** What the task asks **
The expected result is the full set of records, copied precisely, with images dropped.

** Records to process **
◆ ◆ ◆

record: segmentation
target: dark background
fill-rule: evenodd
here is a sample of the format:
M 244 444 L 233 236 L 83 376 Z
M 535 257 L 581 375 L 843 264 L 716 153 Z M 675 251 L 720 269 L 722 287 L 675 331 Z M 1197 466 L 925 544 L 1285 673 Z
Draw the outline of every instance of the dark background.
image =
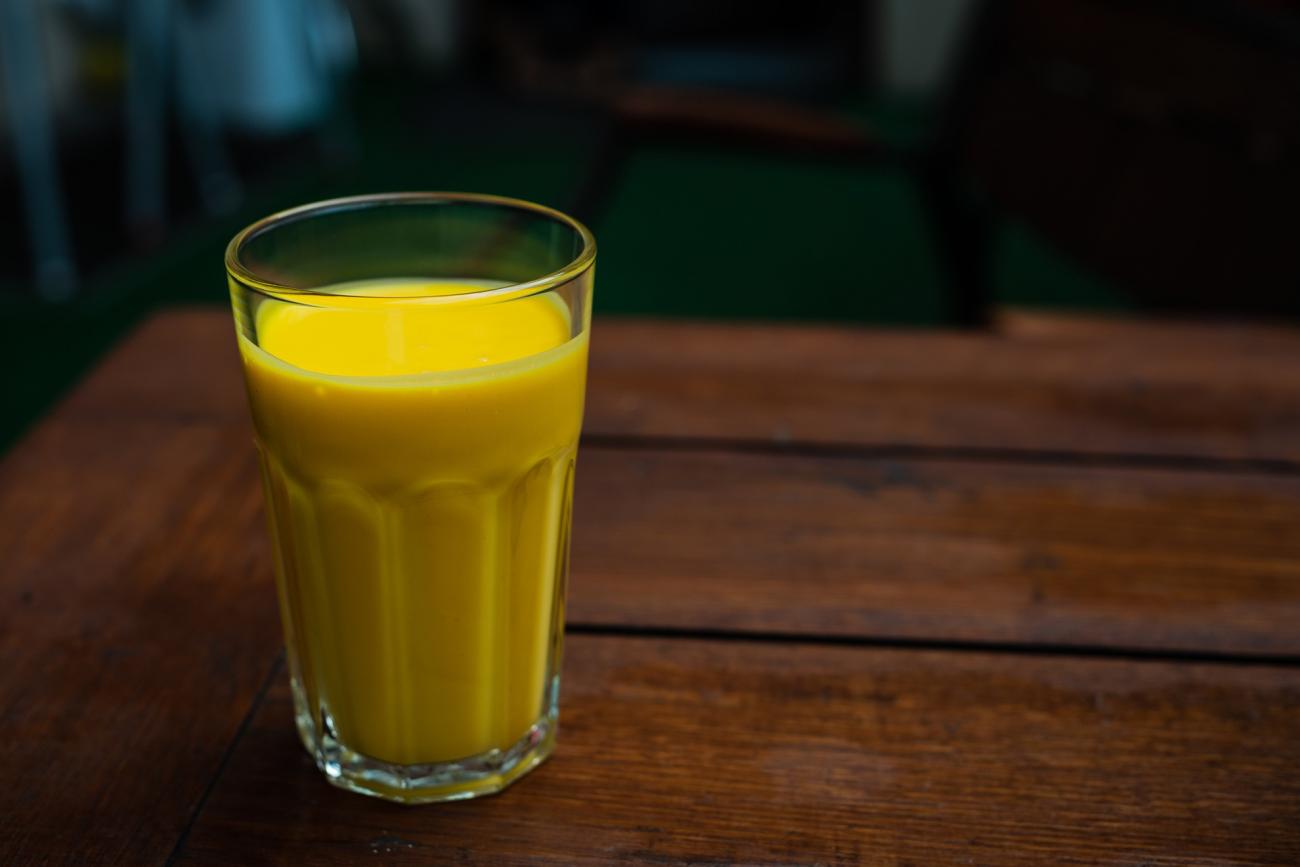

◆ ◆ ◆

** The answer **
record: segmentation
target: dark background
fill-rule: evenodd
here is a sample of the format:
M 244 444 L 233 236 L 83 376 Z
M 535 257 L 581 375 L 843 264 L 716 153 Z M 675 251 L 720 269 L 722 287 L 675 331 Z M 1197 466 L 925 544 L 1285 673 Z
Draw the outline of every instance of the dark background.
image =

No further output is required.